◆ Texto de leitura ◆
Por meio de testes específicos, os pesquisadores confirmaram os danos genéticos. Graças ao aumento na expressão da proteína LC3 e de outros marcadores específicos, notaram também que as células estavam entrando em um processo de autofagia, ou seja, estavam autodegradando suas estruturas internas.
“Todos esses danos foram observados em apenas 24 horas de exposição. À medida que o tempo passava, o dano genético aumentava e as células entravam em processo de apoptose [uma espécie de morte celular não inflamatória] e de necrose [tipo de morte em que a célula libera seu conteúdo interno, induzindo inflamação no local]”, disse Alves Brito.
Enquanto na cultura controle apenas 2% das células haviam morrido por necrose após 72 horas, na cultura tratada com os poluentes o índice chegou a 33%.
“Nem todas as células morrem. Porém, as que sobrevivem continuam sofrendo danos em seu DNA, o que pode predispor ao desenvolvimento de câncer no futuro”, comentou a pesquisadora.
Antes mesmo de iniciar o experimento com as culturas celulares, Alves Brito e colaboradores concluíram uma análise das substâncias presentes no material particulado coletado na Amazônia. A presença de diversos compostos da classe dos HPAs foi identificada – muitos deles já são reconhecidos como carcinogênicos. Os resultados dessa análise foram divulgados em 2015 na revista Atmospheric Environment.

◆ Objetivo do exercício ◆
Segundo o texto sobre os poluentes, em quais processos as células expostas entraram? Liste todos.

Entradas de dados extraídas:
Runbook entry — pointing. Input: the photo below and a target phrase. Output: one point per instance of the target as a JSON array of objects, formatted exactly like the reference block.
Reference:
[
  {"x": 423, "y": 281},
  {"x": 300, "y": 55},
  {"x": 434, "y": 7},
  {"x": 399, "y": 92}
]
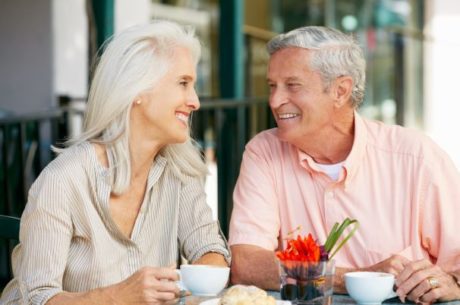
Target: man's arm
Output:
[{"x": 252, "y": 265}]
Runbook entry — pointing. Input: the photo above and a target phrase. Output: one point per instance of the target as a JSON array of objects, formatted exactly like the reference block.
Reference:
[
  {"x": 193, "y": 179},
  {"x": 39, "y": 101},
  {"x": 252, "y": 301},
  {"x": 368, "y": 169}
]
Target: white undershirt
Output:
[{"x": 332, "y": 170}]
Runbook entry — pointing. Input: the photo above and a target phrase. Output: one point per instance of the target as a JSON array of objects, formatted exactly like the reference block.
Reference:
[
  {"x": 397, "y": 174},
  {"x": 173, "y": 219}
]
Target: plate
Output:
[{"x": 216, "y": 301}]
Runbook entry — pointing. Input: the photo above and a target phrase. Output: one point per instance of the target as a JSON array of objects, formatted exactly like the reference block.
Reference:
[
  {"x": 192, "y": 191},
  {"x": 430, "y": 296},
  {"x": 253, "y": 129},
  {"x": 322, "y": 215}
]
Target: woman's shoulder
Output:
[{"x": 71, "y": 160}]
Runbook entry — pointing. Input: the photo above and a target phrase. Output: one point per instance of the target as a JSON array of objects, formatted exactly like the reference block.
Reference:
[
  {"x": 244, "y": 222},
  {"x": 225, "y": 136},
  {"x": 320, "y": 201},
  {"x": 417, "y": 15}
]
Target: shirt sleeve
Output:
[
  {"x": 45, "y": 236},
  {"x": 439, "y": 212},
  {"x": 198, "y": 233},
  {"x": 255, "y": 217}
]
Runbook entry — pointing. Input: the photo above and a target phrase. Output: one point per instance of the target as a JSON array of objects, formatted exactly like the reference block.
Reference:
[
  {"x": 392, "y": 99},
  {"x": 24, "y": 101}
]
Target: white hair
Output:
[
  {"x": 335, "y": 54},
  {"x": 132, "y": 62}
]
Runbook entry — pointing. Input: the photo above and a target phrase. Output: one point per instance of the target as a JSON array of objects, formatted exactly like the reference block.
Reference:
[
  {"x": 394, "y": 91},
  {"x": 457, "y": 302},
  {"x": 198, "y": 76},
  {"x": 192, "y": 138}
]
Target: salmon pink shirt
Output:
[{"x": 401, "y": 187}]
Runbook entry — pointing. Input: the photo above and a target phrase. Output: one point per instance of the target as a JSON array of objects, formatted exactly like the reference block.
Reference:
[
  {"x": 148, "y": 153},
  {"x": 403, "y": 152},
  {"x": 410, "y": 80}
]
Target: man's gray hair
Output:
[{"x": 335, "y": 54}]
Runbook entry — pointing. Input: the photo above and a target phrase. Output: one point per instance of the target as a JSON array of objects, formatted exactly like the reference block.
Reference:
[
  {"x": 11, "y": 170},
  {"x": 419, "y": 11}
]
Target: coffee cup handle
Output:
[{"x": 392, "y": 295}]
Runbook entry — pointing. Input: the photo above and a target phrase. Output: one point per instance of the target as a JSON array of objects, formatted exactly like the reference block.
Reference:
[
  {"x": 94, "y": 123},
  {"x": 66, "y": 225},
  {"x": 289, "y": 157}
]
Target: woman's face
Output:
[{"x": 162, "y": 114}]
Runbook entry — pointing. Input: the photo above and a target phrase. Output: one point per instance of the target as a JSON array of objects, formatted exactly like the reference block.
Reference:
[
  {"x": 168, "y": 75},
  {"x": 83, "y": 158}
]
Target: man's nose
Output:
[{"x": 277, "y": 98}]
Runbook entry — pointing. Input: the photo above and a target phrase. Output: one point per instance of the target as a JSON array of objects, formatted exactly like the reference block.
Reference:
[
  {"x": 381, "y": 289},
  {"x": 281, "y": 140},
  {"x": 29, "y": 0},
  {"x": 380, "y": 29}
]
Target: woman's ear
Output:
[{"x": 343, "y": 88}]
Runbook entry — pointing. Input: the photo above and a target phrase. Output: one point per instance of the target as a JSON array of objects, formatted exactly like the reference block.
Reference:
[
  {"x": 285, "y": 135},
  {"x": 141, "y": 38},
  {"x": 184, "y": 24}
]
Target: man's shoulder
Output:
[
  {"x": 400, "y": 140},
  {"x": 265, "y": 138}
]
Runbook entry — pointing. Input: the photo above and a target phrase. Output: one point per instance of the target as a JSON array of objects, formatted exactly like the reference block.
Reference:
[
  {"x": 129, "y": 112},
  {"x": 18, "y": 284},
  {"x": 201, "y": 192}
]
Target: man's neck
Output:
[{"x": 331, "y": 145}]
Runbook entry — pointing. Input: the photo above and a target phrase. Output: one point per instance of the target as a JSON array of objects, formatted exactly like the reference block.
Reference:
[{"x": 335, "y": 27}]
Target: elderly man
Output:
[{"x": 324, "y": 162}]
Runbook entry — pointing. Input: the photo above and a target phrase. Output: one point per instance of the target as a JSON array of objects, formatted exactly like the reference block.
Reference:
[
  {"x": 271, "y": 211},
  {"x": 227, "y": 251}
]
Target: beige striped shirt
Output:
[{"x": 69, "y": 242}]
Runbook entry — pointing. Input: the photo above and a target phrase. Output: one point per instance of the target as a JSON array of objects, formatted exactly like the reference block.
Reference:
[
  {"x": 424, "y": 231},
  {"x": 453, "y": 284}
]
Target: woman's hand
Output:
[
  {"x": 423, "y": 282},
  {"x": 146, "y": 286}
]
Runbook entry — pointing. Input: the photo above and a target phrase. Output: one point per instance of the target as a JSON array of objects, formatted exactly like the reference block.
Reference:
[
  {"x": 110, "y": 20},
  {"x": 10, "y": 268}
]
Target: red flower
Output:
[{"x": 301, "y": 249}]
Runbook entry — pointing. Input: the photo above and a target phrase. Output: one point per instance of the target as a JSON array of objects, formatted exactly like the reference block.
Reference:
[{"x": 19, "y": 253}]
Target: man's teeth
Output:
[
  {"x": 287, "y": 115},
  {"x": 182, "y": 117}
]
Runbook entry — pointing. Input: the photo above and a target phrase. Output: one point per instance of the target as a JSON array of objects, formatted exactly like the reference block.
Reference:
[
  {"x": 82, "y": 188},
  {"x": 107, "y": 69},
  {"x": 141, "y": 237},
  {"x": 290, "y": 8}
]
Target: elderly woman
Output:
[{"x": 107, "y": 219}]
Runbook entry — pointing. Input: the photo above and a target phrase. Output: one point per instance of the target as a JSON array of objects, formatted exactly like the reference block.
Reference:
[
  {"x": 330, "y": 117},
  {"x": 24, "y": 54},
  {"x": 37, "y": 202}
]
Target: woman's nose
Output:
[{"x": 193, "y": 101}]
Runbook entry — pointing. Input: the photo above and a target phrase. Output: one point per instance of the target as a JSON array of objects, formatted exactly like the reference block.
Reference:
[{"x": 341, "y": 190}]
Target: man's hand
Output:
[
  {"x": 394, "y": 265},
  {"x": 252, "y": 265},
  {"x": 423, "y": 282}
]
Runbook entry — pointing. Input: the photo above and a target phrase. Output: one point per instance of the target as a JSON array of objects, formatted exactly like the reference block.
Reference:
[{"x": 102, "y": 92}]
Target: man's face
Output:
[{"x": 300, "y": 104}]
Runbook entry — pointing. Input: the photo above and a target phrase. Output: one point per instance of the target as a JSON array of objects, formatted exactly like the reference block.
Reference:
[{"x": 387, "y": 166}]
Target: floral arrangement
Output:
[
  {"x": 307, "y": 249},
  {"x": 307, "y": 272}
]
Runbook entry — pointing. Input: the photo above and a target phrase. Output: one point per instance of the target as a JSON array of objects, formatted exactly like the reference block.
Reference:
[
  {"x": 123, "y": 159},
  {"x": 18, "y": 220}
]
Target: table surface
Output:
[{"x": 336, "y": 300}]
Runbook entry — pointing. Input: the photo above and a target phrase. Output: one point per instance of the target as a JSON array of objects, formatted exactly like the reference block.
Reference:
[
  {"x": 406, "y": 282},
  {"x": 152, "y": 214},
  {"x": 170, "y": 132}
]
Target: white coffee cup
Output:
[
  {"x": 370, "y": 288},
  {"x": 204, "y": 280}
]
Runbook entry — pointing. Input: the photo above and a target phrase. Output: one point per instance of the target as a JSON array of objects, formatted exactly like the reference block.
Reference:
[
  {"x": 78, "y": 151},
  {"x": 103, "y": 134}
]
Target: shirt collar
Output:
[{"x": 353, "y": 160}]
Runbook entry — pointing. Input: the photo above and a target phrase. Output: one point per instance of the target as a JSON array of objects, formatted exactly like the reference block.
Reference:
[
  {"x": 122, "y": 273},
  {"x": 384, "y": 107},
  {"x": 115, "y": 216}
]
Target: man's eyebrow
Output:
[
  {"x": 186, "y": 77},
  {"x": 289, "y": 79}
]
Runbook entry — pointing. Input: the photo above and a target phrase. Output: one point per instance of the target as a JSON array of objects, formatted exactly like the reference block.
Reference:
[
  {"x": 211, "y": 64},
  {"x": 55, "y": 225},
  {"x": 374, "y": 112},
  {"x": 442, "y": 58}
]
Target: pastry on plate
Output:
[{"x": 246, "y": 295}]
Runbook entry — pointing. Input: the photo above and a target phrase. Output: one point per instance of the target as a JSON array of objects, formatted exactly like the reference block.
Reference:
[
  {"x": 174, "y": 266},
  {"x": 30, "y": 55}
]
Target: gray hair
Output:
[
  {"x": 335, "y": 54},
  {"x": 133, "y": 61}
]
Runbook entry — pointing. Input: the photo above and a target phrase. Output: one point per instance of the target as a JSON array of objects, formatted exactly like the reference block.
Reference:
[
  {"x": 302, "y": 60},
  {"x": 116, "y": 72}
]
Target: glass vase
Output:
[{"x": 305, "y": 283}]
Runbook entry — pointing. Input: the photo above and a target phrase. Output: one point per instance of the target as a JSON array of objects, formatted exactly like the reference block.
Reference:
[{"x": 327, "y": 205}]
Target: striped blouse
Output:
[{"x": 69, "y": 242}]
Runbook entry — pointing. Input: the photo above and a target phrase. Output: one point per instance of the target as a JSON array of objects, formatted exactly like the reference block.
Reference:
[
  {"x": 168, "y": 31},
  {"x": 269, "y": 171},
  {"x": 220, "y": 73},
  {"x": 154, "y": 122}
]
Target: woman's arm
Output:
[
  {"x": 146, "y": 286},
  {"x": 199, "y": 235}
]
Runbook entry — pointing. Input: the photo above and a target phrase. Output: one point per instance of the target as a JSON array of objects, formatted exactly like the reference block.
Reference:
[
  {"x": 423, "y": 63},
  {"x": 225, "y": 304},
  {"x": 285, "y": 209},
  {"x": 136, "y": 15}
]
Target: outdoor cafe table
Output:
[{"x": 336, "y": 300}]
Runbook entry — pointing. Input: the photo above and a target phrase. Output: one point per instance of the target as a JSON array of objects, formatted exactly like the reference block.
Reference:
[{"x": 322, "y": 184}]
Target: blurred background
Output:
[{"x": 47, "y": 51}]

◆ Resultado da tarefa ◆
Autofagia, apoptose e necrose.